Rewrite the entries below with every "instance" changed to "occurrence" and everything else left as it is.

=== Task input ===
◆ ◆ ◆ ◆ ◆ ◆ ◆

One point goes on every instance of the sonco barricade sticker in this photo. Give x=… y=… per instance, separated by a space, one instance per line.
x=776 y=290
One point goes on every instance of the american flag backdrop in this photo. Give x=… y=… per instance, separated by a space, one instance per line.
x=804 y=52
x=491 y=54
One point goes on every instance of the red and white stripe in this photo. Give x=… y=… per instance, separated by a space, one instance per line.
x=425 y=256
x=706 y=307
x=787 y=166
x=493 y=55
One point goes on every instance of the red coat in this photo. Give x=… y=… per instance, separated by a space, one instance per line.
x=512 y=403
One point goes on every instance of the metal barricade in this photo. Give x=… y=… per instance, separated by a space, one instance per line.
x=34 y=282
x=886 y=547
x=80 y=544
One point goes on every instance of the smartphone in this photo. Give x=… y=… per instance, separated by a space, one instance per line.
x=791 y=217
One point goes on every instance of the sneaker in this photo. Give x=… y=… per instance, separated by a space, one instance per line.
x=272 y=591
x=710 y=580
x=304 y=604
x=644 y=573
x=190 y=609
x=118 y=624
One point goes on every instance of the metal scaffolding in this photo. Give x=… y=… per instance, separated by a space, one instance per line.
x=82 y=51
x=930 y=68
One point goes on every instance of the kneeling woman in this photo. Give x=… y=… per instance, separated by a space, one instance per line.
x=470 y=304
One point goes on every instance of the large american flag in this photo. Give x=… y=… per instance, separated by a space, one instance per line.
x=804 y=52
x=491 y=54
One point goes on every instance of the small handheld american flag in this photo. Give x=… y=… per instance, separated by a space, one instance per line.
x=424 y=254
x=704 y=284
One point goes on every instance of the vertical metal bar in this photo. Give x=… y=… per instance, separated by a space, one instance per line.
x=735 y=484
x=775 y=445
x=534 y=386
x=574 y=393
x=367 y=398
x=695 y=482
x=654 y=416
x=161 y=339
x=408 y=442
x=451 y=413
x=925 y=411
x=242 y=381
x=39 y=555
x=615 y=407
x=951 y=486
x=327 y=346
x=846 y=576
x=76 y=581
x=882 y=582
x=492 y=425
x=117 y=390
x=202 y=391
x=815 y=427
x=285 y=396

◆ ◆ ◆ ◆ ◆ ◆ ◆

=== Written response ===
One point goes on every occurrence of the sonco barricade sticker in this photo. Give x=… y=… per occurrence, separated by a space, one occurrence per line.
x=776 y=290
One point goes on every occurrence of the american flag backdrop in this photo. Give x=… y=… per occurrence, separated by a space, one occurrence per line.
x=804 y=52
x=491 y=54
One point goes on every occurrence of the red and white stripe in this photo. Give x=… y=… per occurrence, separated by a space, one occurrence per line.
x=425 y=256
x=706 y=307
x=787 y=166
x=493 y=55
One point goes on every occurrence of the red coat in this photo. Give x=… y=… per occurrence, separated by a space, one occurrence per line.
x=512 y=403
One point goes on every occurrence of the metal barricade in this photo. Give x=… y=… per occurrence, separated by a space, one occurrence per line.
x=34 y=282
x=886 y=547
x=80 y=544
One point goes on every occurrence of the smartphone in this photo. Give x=… y=… per occurrence, separated by a space, one occurrence per line.
x=791 y=217
One point goes on every occurrence of the sneaker in this photo. Give x=… y=… per occurrence, separated by a space, one occurrence per line.
x=272 y=591
x=710 y=580
x=304 y=604
x=644 y=573
x=190 y=609
x=118 y=624
One point goes on every occurrence of the metal scaffolding in this photo. Give x=… y=… per occurrence, separated by a space, one occurrence per line.
x=82 y=51
x=930 y=68
One point goes on every occurrence of the kneeling woman in this photo. Give x=… y=… per occurrence, separated by a space, one occurrence per line.
x=470 y=304
One point goes on every occurrence of the large american flag in this photo. Give x=… y=… per occurrence, separated by a space, one occurrence per line.
x=804 y=52
x=491 y=54
One point goes on every occurrence of the small handheld american flag in this photo. Give x=… y=… per occurrence, separated by a space, one occurrence per line.
x=424 y=254
x=704 y=284
One point goes on every occurrence of the vertical metal bar in this photo. Give x=… y=… per occurrence, separated by a space, one occurrence per line.
x=735 y=484
x=775 y=445
x=534 y=386
x=574 y=393
x=367 y=398
x=695 y=482
x=654 y=416
x=161 y=339
x=408 y=442
x=451 y=413
x=925 y=411
x=242 y=381
x=39 y=555
x=615 y=407
x=951 y=486
x=327 y=346
x=846 y=576
x=76 y=581
x=882 y=582
x=492 y=425
x=117 y=390
x=202 y=391
x=815 y=427
x=285 y=396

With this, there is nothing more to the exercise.